**Work to be completed**: Write out every record again, exactly.

[[ Records for this task open ]]

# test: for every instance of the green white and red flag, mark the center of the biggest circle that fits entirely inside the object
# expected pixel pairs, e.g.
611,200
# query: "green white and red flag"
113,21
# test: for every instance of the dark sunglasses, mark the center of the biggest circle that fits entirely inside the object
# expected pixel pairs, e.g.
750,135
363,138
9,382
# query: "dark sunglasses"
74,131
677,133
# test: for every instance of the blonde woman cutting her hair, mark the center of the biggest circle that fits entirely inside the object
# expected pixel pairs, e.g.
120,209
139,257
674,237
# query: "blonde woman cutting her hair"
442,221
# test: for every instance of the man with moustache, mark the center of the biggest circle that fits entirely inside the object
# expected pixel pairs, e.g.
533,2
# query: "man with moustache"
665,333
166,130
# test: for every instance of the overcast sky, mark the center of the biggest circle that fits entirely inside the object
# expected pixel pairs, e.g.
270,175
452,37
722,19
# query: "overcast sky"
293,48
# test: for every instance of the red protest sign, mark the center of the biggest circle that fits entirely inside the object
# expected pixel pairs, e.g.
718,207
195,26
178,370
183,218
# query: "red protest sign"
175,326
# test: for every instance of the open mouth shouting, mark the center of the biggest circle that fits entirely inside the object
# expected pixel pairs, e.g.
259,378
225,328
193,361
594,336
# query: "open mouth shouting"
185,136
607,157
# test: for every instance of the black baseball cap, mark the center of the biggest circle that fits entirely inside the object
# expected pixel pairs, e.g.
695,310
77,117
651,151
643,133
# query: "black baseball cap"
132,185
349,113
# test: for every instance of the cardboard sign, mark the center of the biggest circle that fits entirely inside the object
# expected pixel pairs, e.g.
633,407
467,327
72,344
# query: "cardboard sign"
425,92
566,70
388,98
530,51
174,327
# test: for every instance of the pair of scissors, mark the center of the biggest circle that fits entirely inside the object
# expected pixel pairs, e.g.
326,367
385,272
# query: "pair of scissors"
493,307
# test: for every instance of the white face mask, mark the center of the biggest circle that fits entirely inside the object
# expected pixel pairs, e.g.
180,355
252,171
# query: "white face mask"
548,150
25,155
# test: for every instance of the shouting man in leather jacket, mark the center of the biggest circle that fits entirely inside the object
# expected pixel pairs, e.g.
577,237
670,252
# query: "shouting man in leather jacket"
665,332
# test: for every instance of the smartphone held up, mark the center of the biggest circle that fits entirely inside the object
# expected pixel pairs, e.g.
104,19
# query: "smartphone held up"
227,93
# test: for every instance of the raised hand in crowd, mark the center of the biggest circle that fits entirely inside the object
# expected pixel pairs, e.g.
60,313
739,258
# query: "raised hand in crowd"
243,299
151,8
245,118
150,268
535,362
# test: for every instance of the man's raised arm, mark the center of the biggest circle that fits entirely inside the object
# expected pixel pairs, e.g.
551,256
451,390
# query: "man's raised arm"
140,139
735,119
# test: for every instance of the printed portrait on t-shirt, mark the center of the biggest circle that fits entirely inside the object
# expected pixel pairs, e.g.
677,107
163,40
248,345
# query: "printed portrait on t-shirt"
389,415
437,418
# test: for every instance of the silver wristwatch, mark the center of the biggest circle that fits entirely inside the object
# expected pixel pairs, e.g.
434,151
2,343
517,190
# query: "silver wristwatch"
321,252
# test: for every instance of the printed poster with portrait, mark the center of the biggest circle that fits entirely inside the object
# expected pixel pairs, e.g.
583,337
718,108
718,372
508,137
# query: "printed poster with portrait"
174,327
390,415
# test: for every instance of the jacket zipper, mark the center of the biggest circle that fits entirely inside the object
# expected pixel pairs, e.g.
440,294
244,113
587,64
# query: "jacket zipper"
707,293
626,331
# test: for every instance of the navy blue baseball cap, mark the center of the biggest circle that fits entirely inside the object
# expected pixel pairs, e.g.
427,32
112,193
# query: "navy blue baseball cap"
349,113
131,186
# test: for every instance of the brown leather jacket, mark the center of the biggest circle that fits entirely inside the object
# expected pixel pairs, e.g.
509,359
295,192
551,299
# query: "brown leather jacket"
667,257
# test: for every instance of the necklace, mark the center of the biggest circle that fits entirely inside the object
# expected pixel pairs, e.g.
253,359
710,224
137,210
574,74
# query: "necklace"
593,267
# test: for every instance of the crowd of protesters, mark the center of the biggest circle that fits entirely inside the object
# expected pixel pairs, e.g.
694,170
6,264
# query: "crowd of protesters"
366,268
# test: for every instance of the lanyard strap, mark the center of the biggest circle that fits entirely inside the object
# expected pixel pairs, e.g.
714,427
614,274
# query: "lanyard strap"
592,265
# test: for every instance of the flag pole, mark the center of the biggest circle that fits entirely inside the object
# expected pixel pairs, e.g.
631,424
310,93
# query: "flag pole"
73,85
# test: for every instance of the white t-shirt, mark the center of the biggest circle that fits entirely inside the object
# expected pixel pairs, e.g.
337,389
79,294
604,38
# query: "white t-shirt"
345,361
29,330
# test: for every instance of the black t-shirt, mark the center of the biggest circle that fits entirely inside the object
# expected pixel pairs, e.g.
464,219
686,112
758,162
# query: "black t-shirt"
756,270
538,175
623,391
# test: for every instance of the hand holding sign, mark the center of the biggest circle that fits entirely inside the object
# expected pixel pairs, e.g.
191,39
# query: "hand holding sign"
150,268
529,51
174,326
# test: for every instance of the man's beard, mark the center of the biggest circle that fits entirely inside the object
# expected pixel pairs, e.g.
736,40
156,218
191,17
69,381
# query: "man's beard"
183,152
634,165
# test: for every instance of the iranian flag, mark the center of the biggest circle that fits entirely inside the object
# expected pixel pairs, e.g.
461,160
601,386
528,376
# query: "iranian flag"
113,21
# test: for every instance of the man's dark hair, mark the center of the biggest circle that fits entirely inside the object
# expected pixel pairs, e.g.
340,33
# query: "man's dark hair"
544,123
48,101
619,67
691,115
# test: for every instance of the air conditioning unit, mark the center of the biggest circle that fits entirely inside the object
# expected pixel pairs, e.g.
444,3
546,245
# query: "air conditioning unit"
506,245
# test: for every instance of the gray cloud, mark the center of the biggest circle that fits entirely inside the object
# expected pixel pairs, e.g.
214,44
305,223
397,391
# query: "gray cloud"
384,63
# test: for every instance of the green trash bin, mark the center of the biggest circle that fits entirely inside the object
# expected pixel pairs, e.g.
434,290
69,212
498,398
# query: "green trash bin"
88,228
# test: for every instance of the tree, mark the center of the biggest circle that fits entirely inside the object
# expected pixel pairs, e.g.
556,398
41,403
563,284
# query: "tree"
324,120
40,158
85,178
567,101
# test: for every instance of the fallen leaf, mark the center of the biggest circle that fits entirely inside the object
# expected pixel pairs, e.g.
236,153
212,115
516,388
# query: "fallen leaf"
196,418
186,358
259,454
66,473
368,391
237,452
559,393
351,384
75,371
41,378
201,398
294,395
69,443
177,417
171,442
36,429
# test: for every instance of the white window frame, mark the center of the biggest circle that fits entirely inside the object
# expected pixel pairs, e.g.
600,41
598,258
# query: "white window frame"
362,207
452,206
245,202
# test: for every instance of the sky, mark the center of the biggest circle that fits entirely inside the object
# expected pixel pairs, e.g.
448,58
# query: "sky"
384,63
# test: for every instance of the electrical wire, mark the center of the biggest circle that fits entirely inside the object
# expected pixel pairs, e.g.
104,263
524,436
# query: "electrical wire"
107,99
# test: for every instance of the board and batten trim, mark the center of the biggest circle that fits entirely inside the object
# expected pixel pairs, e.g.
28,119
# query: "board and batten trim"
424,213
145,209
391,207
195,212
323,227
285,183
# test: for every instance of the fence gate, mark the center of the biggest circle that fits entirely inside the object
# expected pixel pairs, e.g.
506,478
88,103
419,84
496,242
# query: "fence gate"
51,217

[[ Records for this task closed ]]

**Solution below**:
# test: for every instance of the green white and red flag, mark the center of the biggest circle that fits entirely inside the object
# expected pixel pairs, e.g.
611,200
# query: "green white and red flag"
113,21
# test: for every instance of the dark sunglasses, mark the center of the biggest circle that fits entirely inside the object
# expected pixel pairs, e.g.
750,135
363,138
9,382
# query: "dark sunglasses"
74,131
677,133
# test: for every instance of the blonde woman cutting her hair, mark the center of the biggest circle that fits entirely inside the object
# expected pixel pairs, e.g.
120,209
139,257
674,237
# query: "blonde woman cutting her hair"
442,221
# test: for every instance of the man with moustache, mark the center of the biggest circle that fits entirely inside the object
# expected pixel pairs, e.g.
533,2
# query: "man with moustache"
665,333
166,130
# test: for every instance of the overcast sky, mark the center of the biggest circle that fits entirely inside the object
# expected pixel pairs, e.g.
270,175
452,37
722,19
# query: "overcast sky"
293,48
# test: for every instance of the red protest sign, mark the center of the biggest circle that fits entirely inside the object
# expected pixel pairs, e.g.
718,207
195,26
178,370
183,218
# query: "red protest sign"
175,326
# test: for every instance of the open mouth shouting, mark the center of the biggest circle that fits entirely inside the object
# expected pixel pairs, e.g.
259,378
225,328
193,361
594,336
# query: "open mouth shouting"
185,136
607,157
# test: for every instance of the black baseball cap, mark the center of the biggest circle that fits entirely inside the object
# expected pixel pairs, e.g.
695,310
77,117
651,151
643,133
# query: "black baseball cap"
132,185
349,113
# test: for every instance of the cardboard sign, mark the center of the biggest circle that fits entirely inside the object
# expected pixel pairs, e.g.
633,407
467,327
72,344
# query: "cardboard sign"
425,92
566,70
388,98
530,51
174,327
# test: for every instance of the pair of scissors, mark the center of the biggest circle that fits entirely inside the object
# expected pixel pairs, e.g.
326,367
385,272
# query: "pair of scissors"
493,307
# test: for every instance of the white face mask, mark the center of the biggest circle that fits entirely inside the object
# expected pixel pairs, e.g.
180,355
252,171
# query: "white face mask"
548,150
25,155
# test: for every instance of the shouting man in leather jacket, mark the center of the biggest circle that fits entirely inside the object
# expected pixel pairs, e.g.
577,237
670,252
# query: "shouting man in leather jacket"
665,332
# test: for every instance of the smartphone held up, mark the center of the biggest circle that fits entirely inside the object
# expected pixel pairs, e.g.
104,19
# query: "smartphone held up"
227,93
# test: for every instance of the raised hand in crowd, mark the center of the biggest circle that fits entirely inside the object
# expected pixel pairs, e.g.
60,313
739,258
# query: "raised hand in crowd"
243,299
151,8
245,118
150,268
535,362
# test: for every instance of the man's raised arm, mark the center of the biggest circle that fits entirely inside the object
# expected pixel pairs, e.g.
551,256
451,390
# query: "man's raised arm"
140,139
735,119
# test: for every instance of the printed portrait on t-shirt, mark the center of the biggest circle that fits entirely inside the object
# expected pixel pairs, e.g.
677,107
163,40
248,345
# query: "printed portrait on t-shirt"
389,415
437,418
# test: for every instance of the silver wristwatch, mark the center of the biggest circle that fits entirely inside the object
# expected pixel pairs, e.g.
434,151
2,343
517,190
# query: "silver wristwatch"
321,252
# test: for every instance of the printed poster with portrait, mark the center of the biggest circle that fits entirely inside the object
# expected pixel pairs, e.g.
583,337
718,108
718,372
508,137
# query: "printed poster with portrait"
174,327
390,415
# test: for every instance of the jacket zipper, mark the center of the biggest circle that fits entirely inside the object
# expected pixel pairs, e.g.
440,294
244,113
587,64
# query: "jacket zipper"
707,293
626,331
# test: for every instance of the navy blue baseball cap, mark the center of the biggest circle that fits entirely inside the object
# expected pixel pairs, e.g.
427,32
112,193
# query: "navy blue baseball cap"
349,113
131,186
# test: for every instance of the brown leather jacket, mark the center of the biggest circle that fits entirely inside the object
# expected pixel pairs, e.g.
509,359
295,192
551,299
# query: "brown leather jacket"
667,257
# test: for every instance of the necklace, mark the center of the biggest circle that fits entirely inside the object
# expected pixel pairs, e.g.
253,359
710,224
137,210
574,74
# query: "necklace"
593,267
# test: for every instance of the crowd of protesters, mark the center of the biggest circle that fits entirely inside the object
# expected pixel pairs, e.g.
694,170
6,264
# query: "crowd of protesters"
366,268
# test: for every instance of the lanyard strap, mark the center of the biggest circle that fits entirely inside the object
# expected pixel pairs, e.g.
714,427
614,274
# query: "lanyard strap"
592,265
# test: for every instance of the flag pole, mark the center of the biggest circle that fits entirely inside the object
# expected pixel pairs, e.g.
631,424
310,93
# query: "flag pole"
73,85
# test: for every instance of the white t-shirt, mark the center of the biggest circle that fits entirely inside the object
# expected pixel pairs, e.g.
337,389
79,294
604,38
# query: "white t-shirt"
345,361
29,330
# test: for every instance of the black t-shirt, mark the center of the biggest circle that fits entirely inside the object
# expected pixel pairs, e.g.
464,219
686,112
758,162
# query: "black t-shirt"
756,270
538,175
623,391
# test: for every instance of the hand holding sign, mark the center of the biggest circle that fits entirely inside the object
# expected pixel pairs, e.g.
191,39
# query: "hand holding sign"
150,268
529,51
174,326
# test: for every instance of the man's beard, mark the center of the biggest circle that fits entirely inside the object
# expected pixel pairs, e.g.
736,40
156,218
191,17
69,381
# query: "man's beard"
183,152
634,165
# test: for every instance of the iranian flag, mark the center of the biggest circle that fits entirely inside the object
# expected pixel pairs, e.g.
461,160
601,386
528,376
# query: "iranian flag"
113,21
# test: for every instance of the man's dark hair, mark the center of the biggest circle that fits entirely inside the object
# expected pixel pairs, e.g.
340,33
# query: "man's dark hair"
544,123
48,101
619,67
691,115
# test: for every instance of the air conditioning unit, mark the center of the biggest circle that fits entirely inside the object
# expected pixel pairs, e.g.
444,3
546,245
# query: "air conditioning unit"
506,245
# test: for every instance of the gray cloud, mark the center of the biggest circle that fits entirely inside the object
# expected pixel pairs, e.g.
214,44
305,223
397,391
# query: "gray cloud"
384,63
# test: for every instance of the green trash bin, mark the center of the biggest circle that fits entirely inside the object
# expected pixel pairs, e.g.
434,290
69,212
498,398
# query: "green trash bin"
88,228
# test: for every instance of the tree, mark the center of the biggest circle that fits entirely inside the object
# expected pixel pairs, e.g.
556,398
41,403
563,284
# query: "tree"
324,120
40,158
85,178
567,101
# test: for every instance of the fallen leaf, mark the center of the biggest circle that fits entirely inside the object
# expected pixel pairs, e.g.
236,153
212,115
516,388
# query: "fallen leaf"
196,418
186,358
259,454
66,473
368,391
237,452
559,393
351,384
75,371
41,378
201,398
294,395
69,443
177,417
171,442
36,429
# test: for every instance of the white window frame, mark the center of the biggest circle that fits entirely inside the object
# expected pixel pairs, e.g.
600,41
598,258
# query: "white window frame"
362,207
452,206
245,202
# test: for every instance of the sky, mark the center of the biggest circle that fits entirely inside the object
# expected pixel pairs, e.g.
448,58
# query: "sky"
384,63
# test: for every instance of the electrical wire, mark the center of the biggest circle that fits entirely inside the object
# expected pixel pairs, e.g.
104,263
524,436
# query: "electrical wire"
107,99
# test: for every instance of the board and batten trim, mark the center of the biggest circle that fits entirely inside the object
# expected pixel pairs, e.g.
28,119
# query: "board and batten trim"
424,213
145,209
391,207
195,212
323,227
285,183
# test: for every instance of the fence gate, mark the center of the biggest circle that fits entirely inside the object
# expected pixel pairs, e.g.
506,478
88,103
419,84
496,242
# query: "fence gate"
51,217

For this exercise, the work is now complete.